== WRITTEN REQUEST A ==
In the constrained regression thread, why does the coefficient beta1 from the fit lm(Y ~ X3 + offset(X2)) equal a? Answer in one to three sentences.

On Oct 31, 2010, at 2:44 AM, Jim Silverton wrote:
Hello everyone,
I have 3 variables Y, X1 and X2. Each variables lies between 0 and
1. I want
to do a constrained regression such that a>0 and (1-a) >0
for the model:
Y = a*X1 + (1-a)*X2
It would not accomplish the constraint that a > 0 but you could
accomplish the other constraint within an lm fit:
X3 <- X1-X2
lm(Y ~ X3 + offset(X2) )
Since beta1 is for the model Y ~ 1 + beta1(X1- X2) + 1*X2)
Y ~ intercept + beta1*X1 + (1 -beta1)*X2
... so beta1 is a.
In the case beta < 0 then I suppose a would be assigned 0. This might
be accomplished within an iterative calculation framework by a large
penalization for negative values. In a reply (1) to a question by
Carlos Alzola in 2008 on rhalp, Berwin Turlach offered a solution to a
similar problem ( sum(coef) == 1 AND coef non-negative). Modifying his
code to incorporate the above strategy (and choosing two variables for
which parameter values might be inside the constraint boundaries) we
get:
library(MASS) ## to access the Boston data
designmat <- model.matrix(medv~I(age-lstat) +offset(lstat),
data=Boston)

== TASK INPUT ==

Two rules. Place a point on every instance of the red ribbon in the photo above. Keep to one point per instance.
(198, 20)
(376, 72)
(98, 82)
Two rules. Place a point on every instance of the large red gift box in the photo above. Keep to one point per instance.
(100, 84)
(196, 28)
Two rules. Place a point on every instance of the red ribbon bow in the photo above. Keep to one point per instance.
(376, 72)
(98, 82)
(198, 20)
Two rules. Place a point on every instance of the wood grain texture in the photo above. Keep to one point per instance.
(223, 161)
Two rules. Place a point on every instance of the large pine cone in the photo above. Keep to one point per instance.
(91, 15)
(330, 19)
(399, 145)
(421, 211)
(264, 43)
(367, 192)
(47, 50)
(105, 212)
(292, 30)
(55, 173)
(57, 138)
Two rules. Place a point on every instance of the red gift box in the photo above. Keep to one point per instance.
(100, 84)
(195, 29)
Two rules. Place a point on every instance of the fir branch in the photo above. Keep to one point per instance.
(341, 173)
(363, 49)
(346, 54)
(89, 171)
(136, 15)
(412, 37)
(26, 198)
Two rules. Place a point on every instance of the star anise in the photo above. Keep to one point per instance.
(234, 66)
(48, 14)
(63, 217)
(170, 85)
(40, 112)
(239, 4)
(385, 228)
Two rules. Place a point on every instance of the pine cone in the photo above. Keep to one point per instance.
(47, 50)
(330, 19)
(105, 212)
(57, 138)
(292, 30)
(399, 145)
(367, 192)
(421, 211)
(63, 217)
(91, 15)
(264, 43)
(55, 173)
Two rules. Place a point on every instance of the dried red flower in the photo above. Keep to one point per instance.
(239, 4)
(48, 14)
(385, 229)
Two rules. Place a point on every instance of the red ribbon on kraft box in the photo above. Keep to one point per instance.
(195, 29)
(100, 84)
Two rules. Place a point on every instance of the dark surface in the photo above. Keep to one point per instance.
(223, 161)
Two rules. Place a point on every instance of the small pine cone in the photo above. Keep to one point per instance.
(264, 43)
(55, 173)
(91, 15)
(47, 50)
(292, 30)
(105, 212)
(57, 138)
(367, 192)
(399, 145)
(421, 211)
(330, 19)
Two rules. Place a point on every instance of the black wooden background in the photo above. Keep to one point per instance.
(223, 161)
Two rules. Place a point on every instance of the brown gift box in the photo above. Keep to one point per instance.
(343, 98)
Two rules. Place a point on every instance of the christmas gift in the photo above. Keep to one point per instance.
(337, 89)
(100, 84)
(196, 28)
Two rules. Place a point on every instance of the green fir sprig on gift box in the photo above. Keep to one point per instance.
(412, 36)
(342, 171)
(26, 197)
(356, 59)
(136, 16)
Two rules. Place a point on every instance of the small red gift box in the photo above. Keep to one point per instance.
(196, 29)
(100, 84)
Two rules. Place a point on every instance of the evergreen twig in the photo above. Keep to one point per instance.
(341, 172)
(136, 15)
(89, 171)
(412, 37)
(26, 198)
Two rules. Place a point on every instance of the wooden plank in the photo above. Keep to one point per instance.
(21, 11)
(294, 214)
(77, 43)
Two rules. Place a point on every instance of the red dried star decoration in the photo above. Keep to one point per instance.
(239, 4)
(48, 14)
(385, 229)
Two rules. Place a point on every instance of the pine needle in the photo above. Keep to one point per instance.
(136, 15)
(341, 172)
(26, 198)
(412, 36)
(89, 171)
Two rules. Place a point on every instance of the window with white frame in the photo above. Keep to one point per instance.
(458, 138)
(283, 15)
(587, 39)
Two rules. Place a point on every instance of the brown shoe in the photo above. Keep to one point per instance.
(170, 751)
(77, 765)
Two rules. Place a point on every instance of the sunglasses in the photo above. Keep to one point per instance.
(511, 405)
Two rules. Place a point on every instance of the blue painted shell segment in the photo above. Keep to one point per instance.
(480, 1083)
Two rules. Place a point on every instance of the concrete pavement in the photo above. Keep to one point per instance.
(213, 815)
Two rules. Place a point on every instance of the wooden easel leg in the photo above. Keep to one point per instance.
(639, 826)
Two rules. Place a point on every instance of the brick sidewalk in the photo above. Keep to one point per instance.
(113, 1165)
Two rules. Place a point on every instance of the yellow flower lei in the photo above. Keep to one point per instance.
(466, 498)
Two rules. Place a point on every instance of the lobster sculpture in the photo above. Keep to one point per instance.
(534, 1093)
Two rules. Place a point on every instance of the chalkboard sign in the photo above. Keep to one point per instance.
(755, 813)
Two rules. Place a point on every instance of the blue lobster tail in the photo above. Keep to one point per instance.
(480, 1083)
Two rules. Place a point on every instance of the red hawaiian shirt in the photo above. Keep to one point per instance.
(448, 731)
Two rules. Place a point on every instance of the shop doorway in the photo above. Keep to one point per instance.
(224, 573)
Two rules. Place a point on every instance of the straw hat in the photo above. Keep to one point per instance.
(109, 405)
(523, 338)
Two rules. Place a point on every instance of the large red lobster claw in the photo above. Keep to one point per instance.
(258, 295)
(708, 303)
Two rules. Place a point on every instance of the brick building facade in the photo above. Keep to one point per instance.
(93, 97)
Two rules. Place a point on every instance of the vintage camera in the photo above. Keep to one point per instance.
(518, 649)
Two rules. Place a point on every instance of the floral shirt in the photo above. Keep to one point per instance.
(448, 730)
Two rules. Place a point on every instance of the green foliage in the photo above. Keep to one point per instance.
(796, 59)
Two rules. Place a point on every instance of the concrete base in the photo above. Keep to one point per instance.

== WRITTEN REQUEST B ==
Count the lines of the records that contain the string "small", with case counting, and give only the number.

== FULL ANSWER A ==
The fit corresponds to the model Y ~ 1 + beta1(X1 - X2) + 1*X2, which rearranges to Y ~ intercept + beta1*X1 + (1 - beta1)*X2. That has the same form as Y = a*X1 + (1-a)*X2, so beta1 is a.

== FULL ANSWER B ==
2